- **EXCERPT TO READ**
START

Single by Wilson Phillips

from the album Wilson Phillips
- B-side: "Over and Over"
- Released: February 27, 1990
- Genre: Pop
- Length: 4:27 (album version); 3:42 (single/video version);
- Label: SBK
- Songwriters: Carnie Wilson; Chynna Phillips; Glen Ballard;
- Producer: Glen Ballard

Wilson Phillips singles chronology
|  | "Hold On" (1990) | "Release Me" (1990) |

Audio sample
- "Hold On"file; help;

Music video
- "Hold On" on YouTube

= Hold On (Wilson Phillips song) =

1990 single by Wilson Phillips

"Hold On" is a song by American vocal group Wilson Phillips, released on February 27, 1990, by SBK Records as the lead single from their debut studio album, Wilson Phillips (1990). The song was written by Carnie Wilson, Chynna Phillips, and Glen Ballard and produced by Ballard. It topped the US Billboard Hot 100 for a week in June 1990 and was the most successful single of that year in the US. It also became a worldwide hit, peaking within the top three in Australia and Canada and the top 10 in Belgium, Ireland, New Zealand, Sweden, and the United Kingdom. The song received platinum sales certifications in Australia and the UK and a gold certification in the US. Julien Temple directed its accompanying music video, which was filmed on locations in California.

END

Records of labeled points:
START

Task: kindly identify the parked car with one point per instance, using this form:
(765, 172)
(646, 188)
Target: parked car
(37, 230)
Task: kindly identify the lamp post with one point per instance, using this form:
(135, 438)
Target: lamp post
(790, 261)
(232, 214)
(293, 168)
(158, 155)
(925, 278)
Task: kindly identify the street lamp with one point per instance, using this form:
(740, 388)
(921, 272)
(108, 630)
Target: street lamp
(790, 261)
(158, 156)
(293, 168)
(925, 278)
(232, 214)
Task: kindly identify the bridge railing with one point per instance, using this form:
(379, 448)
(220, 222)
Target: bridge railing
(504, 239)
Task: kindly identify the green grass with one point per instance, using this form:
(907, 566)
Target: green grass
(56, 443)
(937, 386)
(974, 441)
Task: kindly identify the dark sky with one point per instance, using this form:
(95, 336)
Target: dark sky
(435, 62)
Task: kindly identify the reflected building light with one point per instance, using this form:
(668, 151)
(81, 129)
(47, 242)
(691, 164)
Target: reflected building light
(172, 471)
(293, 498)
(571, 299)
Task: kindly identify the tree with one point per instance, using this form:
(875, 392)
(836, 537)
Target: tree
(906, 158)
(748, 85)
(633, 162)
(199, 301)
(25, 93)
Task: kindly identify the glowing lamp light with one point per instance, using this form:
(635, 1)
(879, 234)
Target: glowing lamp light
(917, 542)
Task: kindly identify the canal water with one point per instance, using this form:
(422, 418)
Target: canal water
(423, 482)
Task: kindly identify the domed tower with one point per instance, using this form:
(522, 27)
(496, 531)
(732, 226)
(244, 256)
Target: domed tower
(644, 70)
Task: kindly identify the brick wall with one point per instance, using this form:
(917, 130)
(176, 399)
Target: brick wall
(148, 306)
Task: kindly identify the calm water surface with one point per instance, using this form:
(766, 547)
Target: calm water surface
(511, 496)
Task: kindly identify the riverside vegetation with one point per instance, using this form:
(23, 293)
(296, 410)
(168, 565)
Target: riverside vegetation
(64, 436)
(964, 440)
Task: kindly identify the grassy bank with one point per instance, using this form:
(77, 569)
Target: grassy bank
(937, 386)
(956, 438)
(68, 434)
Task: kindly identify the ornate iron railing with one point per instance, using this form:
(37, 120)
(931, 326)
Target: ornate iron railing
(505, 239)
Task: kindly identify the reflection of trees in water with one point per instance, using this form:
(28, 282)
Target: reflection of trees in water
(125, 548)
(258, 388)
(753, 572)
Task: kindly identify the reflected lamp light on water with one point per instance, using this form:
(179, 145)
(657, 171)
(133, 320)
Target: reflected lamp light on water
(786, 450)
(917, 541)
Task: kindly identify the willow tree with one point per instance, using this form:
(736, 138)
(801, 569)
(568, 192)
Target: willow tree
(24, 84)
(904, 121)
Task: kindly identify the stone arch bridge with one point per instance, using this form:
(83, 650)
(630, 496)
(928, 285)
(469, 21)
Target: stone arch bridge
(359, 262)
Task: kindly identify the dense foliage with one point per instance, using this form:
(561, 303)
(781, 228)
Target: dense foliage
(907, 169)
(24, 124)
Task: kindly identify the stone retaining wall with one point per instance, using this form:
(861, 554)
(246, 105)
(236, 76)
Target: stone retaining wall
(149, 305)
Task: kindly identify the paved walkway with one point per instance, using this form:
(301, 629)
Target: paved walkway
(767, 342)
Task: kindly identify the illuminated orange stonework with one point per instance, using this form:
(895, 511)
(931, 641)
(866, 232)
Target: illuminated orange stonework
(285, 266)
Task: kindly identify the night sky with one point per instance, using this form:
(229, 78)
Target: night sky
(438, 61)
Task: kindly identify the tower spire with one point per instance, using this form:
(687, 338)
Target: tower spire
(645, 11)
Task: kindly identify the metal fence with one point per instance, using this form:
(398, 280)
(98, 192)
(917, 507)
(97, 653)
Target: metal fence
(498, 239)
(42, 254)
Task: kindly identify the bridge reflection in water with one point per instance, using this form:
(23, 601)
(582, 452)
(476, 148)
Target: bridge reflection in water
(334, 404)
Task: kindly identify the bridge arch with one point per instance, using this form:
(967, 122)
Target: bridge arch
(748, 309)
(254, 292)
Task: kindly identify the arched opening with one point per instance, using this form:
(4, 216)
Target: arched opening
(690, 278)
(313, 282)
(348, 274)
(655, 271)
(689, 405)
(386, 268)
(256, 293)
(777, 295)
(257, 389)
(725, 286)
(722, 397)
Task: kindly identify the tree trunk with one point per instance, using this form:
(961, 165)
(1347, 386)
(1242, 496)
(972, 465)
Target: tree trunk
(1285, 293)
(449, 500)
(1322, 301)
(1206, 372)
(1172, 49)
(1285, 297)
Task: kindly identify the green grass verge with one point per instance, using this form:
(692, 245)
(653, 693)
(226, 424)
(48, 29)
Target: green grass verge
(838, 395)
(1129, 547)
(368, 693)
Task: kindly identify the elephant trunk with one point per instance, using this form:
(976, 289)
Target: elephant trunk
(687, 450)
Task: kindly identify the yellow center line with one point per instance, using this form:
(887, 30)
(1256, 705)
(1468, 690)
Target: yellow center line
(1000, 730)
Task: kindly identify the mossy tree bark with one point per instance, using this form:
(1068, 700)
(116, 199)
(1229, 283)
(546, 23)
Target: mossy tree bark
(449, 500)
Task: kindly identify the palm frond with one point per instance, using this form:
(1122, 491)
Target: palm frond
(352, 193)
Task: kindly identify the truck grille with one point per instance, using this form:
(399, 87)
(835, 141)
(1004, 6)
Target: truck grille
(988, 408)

END

- **OBJECTIVES**
1. Can you sum up the article about "Hold On" in two sentences?
2. Supply the next part of the article about "Hold On", starting after its final sentence.
These entries were drawn from a separate source.

- **RESULTS BY TASK**
1. "Hold On" is a song by the American vocal group Wilson Phillips, written by Carnie Wilson, Chynna Phillips, and Glen Ballard, produced by Ballard, and released by SBK Records on February 27, 1990, as the lead single from their debut album, Wilson Phillips. It topped the US Billboard Hot 100 for a week in June 1990, was the most successful US single of that year, and became a worldwide hit that earned platinum certifications in Australia and the UK and a gold certification in the US.

2.
"Hold On" won the Billboard Music Award for Hot 100 Single of the Year for 1990. At the 33rd Annual Grammy Awards, "Hold On" was nominated for Song of the Year and Best Pop Vocal Performance by a Duo or Group, losing in both categories. In 2017, Billboard ranked the song number 15 in their list of "100 Greatest Girl Group Songs of All Time". In 2020, Cleveland.com ranked it at number 37 in their list of the best Billboard Hot 100 No. 1 song of the 1990s. In 2022, Pitchfork ranked number 246 in their list of "The 250 Best Songs of the 1990s".

==Background==
Chynna Phillips wrote the song's lyrics while battling substance abuse, as well as being in a "really bad" relationship. She explained to Kelly Clarkson in 2020, "I just said if I don't change my course, I'm going to be in a lot of trouble." Producer Glen Ballard presented the track to the group, noting it needed lyrics. Phillips based the lyrics on the principles taught in Alcoholics Anonymous, specifically the idea that things had to be taken "one day at a time." The next day, Phillips returned with "Hold On" and sang it for the Wilsons and Ballard, who immediately loved it. "I remember one guy I played it for said, 'That's not going to go anywhere. That's not a very good song. It's really corny,'" Phillips recalls. "I just remember thinking to myself, 'God, I hope he's wrong.'"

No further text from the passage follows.